(Region pointing data)
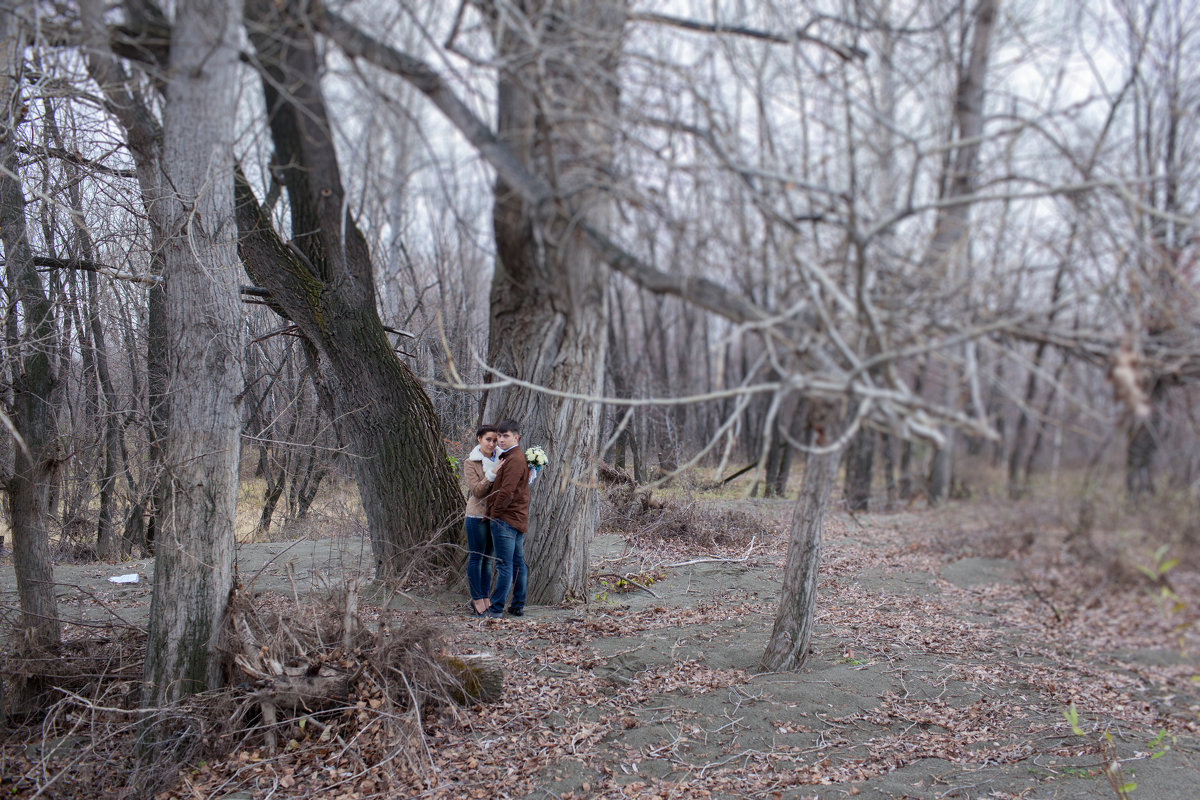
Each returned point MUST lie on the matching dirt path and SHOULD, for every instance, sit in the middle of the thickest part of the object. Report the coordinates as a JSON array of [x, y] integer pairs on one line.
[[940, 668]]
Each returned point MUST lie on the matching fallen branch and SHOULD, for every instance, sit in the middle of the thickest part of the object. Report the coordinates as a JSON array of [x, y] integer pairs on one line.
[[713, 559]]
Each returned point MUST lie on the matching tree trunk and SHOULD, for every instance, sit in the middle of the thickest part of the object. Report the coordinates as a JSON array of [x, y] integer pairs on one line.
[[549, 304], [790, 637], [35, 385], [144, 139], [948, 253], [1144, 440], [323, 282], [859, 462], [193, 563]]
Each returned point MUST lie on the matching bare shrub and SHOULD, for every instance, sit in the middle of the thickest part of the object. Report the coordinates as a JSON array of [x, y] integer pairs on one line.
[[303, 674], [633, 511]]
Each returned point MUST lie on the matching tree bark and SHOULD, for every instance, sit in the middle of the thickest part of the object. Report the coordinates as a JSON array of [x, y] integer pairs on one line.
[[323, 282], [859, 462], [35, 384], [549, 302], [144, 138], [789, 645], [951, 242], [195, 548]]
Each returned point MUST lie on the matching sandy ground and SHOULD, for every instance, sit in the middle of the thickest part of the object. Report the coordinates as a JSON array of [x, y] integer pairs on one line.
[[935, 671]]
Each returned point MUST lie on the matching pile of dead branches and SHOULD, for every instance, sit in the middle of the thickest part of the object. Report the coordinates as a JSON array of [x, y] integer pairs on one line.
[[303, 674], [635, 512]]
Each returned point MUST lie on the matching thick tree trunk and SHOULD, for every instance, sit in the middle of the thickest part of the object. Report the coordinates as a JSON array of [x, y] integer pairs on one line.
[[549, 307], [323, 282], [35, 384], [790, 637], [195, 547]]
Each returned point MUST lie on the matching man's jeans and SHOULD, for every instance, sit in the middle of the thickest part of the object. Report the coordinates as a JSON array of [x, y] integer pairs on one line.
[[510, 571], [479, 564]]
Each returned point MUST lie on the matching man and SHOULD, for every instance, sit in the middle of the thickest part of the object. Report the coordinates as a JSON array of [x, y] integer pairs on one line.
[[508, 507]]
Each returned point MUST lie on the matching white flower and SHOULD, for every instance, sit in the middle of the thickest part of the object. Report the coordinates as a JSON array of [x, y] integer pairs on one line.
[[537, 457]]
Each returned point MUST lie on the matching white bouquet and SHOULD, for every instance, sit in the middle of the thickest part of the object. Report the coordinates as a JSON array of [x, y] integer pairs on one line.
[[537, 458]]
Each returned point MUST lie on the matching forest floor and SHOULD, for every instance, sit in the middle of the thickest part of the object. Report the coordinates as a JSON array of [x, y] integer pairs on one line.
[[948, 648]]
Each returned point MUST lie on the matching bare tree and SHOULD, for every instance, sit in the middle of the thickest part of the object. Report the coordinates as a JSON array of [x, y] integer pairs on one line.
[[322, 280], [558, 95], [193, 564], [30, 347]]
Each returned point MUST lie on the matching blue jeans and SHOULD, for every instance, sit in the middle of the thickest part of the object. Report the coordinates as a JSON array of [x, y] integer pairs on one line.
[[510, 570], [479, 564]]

• The task
Please copy the preceding records exactly and omit the images.

• Answer for the task
Each returned point MUST lie on the matching dirt path and SHOULD, for every instance, sit in the middle of the thickest part of the object. Report the coordinates as a JSON array of [x, y] integer pairs on one line.
[[940, 668]]
Each returned point MUST lie on the matching fallen branch and SHOULD, for every instance, sit in the middle of the thickest part of the object. Report the coordinates as a JSON array of [x, y] integer pairs on one line.
[[713, 559]]
Each returned point MUST lie on the matching tree trunk and SHOULD, for every instance, sit in the middle of the thickest part of the object. Report the coordinates as a JSON array of [x, y] integer pairs on one line.
[[549, 304], [790, 637], [35, 385], [144, 139], [948, 253], [1144, 440], [323, 282], [859, 462], [193, 563]]
Each returned point MUST lie on the matching bare shrub and SHOULD, for every instance, sit in the middle of the thickest part of the object. Report the coordinates as a JSON array of [x, y] integer pairs on one line.
[[303, 674], [633, 511]]
Each returned point MUST lie on the matching tree bark and SHOULD, for every instance, sit in the middle of the thickest part of the object. Report the coordinates as a JSON array of [x, y] integer pairs on one line.
[[323, 282], [859, 462], [35, 384], [549, 302], [144, 138], [789, 645], [951, 242], [195, 548]]
Each returned point MUST lie on the matching sandy ground and SHOULD, for every instance, sit in the middle of the thickest part of the object. Report the coordinates as a JSON array of [x, y] integer pairs on one line.
[[935, 671]]
Each returned point MUST lie on the matching pile of dead branches and SHOULD, for every instance, sit in the middle of the thickest part of the object. Report the coordinates as a JSON array of [x, y] integer pairs on one line.
[[303, 674], [635, 512]]
Each returned point MUST lie on the matching thick tree trunk and SHOULD, for every instance, sit in the middle of the thickest part of the object. Report the coordinates as a JSON array of [x, y] integer pairs on one line.
[[549, 307], [323, 282], [35, 384], [790, 637], [195, 547]]
Each returned point MUST lie on the matching man's jeans and SHOULD, for every instance, sit in the middle of the thickest part of the object. Report the coordinates as a JSON array of [x, y] integer pairs on one line.
[[510, 571], [479, 564]]
Each returned point MUST lie on the matching man and SHOULD, for every instance, sit in the middle of the thickest part of the object. Report the coordinates as a JSON array of [x, y] integer pairs on one line.
[[508, 507]]
Each returned point MUST lie on the matching white flower and SHOULD, for every instance, sit in the middle of the thickest part of the object. Report the coordinates as a JSON array of [x, y] integer pairs on one line.
[[537, 457]]
Each returned point MUST lie on the matching white bouquet and SHOULD, for every instance, sit in the middle of the thickest part of the object. Report the coordinates as a JSON array of [x, y] integer pairs on one line.
[[537, 458]]
Each returned point MUST lie on the matching forest floor and SHOULD, for every instance, sit in the middle of the thickest part of the object. Report the coordinates as a JSON array of [x, y] integer pairs on one line.
[[948, 648]]
Each returned point MUST lie on the matching bare tree and SHOULD, for every instance, sit in the middle of the thickest part of the object. Report the coordinates as a JSON array of [x, y] integer pairs on one line.
[[322, 280], [558, 95], [193, 564], [30, 347]]
Each returned point MUST lie on the matching blue jeans and SHOULD, for every instance, sit in the middle of the thickest part of the object. Report the coordinates as a JSON array of [x, y] integer pairs on one line.
[[510, 570], [479, 564]]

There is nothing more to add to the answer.